==== The data ====

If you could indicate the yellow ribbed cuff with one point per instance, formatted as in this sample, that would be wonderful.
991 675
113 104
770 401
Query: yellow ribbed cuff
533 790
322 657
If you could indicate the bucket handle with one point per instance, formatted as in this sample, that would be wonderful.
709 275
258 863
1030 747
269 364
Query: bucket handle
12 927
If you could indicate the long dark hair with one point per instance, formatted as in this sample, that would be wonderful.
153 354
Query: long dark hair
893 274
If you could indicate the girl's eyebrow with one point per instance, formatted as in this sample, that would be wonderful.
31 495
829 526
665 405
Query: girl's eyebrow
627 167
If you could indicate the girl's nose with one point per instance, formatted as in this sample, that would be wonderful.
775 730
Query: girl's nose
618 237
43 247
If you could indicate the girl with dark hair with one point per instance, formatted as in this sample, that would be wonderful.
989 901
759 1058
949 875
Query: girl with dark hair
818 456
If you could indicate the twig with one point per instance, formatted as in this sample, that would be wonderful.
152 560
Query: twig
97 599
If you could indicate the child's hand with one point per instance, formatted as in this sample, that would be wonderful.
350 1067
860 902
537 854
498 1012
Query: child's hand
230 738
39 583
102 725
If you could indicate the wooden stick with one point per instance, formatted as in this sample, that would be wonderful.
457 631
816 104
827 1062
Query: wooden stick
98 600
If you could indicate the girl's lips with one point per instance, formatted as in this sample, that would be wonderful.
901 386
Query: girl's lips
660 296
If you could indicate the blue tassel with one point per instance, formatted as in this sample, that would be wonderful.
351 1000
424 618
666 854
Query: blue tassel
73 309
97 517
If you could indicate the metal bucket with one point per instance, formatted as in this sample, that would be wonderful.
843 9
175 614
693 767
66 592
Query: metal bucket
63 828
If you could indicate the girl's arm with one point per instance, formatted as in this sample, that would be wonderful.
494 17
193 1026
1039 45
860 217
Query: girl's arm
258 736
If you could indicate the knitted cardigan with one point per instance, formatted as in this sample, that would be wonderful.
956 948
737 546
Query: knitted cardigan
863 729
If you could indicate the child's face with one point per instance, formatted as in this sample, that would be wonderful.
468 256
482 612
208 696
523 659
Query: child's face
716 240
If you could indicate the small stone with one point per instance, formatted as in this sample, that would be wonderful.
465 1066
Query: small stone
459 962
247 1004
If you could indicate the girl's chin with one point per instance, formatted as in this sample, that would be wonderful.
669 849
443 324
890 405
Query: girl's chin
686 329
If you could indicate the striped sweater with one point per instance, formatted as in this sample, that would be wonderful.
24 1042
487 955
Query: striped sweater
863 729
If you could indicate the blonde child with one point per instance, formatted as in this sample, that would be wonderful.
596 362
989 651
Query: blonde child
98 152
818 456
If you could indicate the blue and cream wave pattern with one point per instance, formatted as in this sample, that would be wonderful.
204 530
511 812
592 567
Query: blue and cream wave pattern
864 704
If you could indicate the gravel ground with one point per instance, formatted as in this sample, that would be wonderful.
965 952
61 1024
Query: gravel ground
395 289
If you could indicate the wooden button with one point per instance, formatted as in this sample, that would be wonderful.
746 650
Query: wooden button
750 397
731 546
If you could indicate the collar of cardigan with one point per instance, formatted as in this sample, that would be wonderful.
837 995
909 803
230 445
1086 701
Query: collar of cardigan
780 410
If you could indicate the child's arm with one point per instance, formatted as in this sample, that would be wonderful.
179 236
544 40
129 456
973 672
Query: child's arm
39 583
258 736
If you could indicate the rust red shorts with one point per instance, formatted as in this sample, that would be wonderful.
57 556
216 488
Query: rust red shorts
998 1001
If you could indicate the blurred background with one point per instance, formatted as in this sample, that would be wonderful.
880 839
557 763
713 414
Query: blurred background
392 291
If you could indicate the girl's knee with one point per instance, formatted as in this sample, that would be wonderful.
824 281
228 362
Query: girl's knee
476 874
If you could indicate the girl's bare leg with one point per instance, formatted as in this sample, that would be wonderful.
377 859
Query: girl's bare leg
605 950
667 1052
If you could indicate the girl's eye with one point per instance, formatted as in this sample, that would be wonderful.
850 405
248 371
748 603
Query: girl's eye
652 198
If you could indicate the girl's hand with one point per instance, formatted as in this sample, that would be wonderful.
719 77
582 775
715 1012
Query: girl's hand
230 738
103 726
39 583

====

Problem to solve: The full set of records is to be written out once more, word for word.

Answer below:
If you could indicate the yellow ribbed cuff with one point per instance, formatted as in this sample, that would be wonderful.
991 675
113 104
770 401
Query: yellow ribbed cuff
533 790
322 657
If you could indicate the bucket handle with one point per instance, formatted as in this sample, that would be wonderful.
709 275
258 863
1030 747
269 364
Query: bucket handle
12 927
If you could indicate the long dark hair with one point per instance, formatted as in this sample, that would be wonderful.
153 354
Query: long dark hair
893 274
If you could indicate the girl's eyebrow with one point per instance, formatted as in this sample, that would be wonderful.
31 495
829 526
665 405
Query: girl's eyebrow
627 167
If you could indicate the girl's nose with one point per instance, formatted as in this sample, that would be wonderful.
775 730
Query: girl's nose
618 237
43 247
If you could indicate the girl with dark hair with one point per instance, formatted as in this sample, that would be wonderful.
989 901
759 1058
949 875
Query: girl with dark hair
818 456
If you could indicate the twig with one point per instance, formatted as in this sample, that would be wonderful.
152 560
Query: twig
97 599
If you could indicate the child's hand with one point per instance, formatted as in this sample, that would be wonderful.
350 1067
860 902
537 854
498 1012
Query: child's hand
230 738
39 583
102 725
If you could indicate the wooden stick with one point per instance, formatted as in this sample, that would be wonderful.
457 631
816 104
827 1062
Query: wooden stick
98 600
If you could indicate the girl's lips with one point per instance, formatted as in this sample, that would be wonderful.
901 386
Query: girl's lips
660 296
If you could indicate the blue tassel with one point per instance, formatted as in this sample, that would be wonderful.
351 1000
424 618
666 854
Query: blue tassel
73 309
97 517
If you could indicate the metal bucket with one point per instance, formatted as in this sample, that would be wonderful.
843 9
175 614
693 767
66 592
Query: metal bucket
63 828
If you could indicate the girl's arm with one point per instance, formatted as in this sample, that would be wonderful.
494 17
193 1026
1039 45
860 217
Query: girl's arm
258 736
If you could indicate the knitted cardigan with one point per instance, formatted as in this sample, that would be wonderful.
956 948
737 546
Query: knitted cardigan
863 729
If you could indicate the child's face with one point per instance, formatted as in this sample, that would be wonderful.
468 256
482 612
208 696
523 659
Query: child's face
716 240
If you could indicate the small stone with one point per instance, formatted as in this sample, that would be wonderful.
465 1066
Query: small stone
459 962
247 1004
If you could indicate the girl's chin with one point per instance, formatted as in this sample, that would be wonderful.
669 849
443 324
890 405
Query: girl's chin
686 329
If you could indicate the striped sweater with one point per instance, formatted as in this sample, that would be wonderful.
24 1042
487 955
Query: striped sweater
863 729
If you could indicate the blonde child with one point per instance, formatted as in this sample, that would be wonderful.
596 362
989 651
Query: blonde child
98 152
818 456
If you could indicate the blue and cream wave pattern with one point per instance, formatted as in this sample, that would be wonderful.
204 530
511 812
592 567
Query: blue and cream wave pattern
864 704
If you could indicate the gravel ground with one point per instance, formatted as in this sample, that would be wonderful.
965 952
61 1024
Query: gravel ground
395 289
If you could indicate the wooden button with one point per instance, formatted as in this sample, that would be wonderful.
746 650
Query: wooden button
750 397
731 546
If you could indicate the collar of cardigan with one point per instance, formatted as in this sample, that would be wonderful.
837 995
909 803
230 445
1086 701
Query: collar of cardigan
780 410
If you could indicate the child's arm with one point per instance, formatted as in this sample, that would be wonderful.
179 236
544 40
129 456
973 672
Query: child's arm
39 583
258 736
If you could indicate the rust red shorts with one point per instance, formatted as in this sample, that would be wonderful.
57 556
216 488
Query: rust red shorts
998 1001
If you could indicate the blurred background with one point per instance, formatted as in this sample, that would be wonderful.
880 839
557 763
713 414
Query: blurred background
392 291
If you could indicate the girl's knee with one point per instance, formatted as in this sample, that would be wonderful.
824 281
228 362
Query: girl's knee
476 874
If you could indicate the girl's bare leg with one point per instance, formatted as in this sample, that would be wonderful.
377 859
Query: girl's bare leg
605 950
667 1052
If you could indicate the girl's eye with one point per instance, formatted as in this sample, that would be wonderful.
850 405
248 371
748 603
Query: girl's eye
652 198
If you could indicate the girl's hand with one point per instance, formatted as in this sample, that would be wonderful.
719 77
582 775
715 1012
Query: girl's hand
230 738
103 726
39 583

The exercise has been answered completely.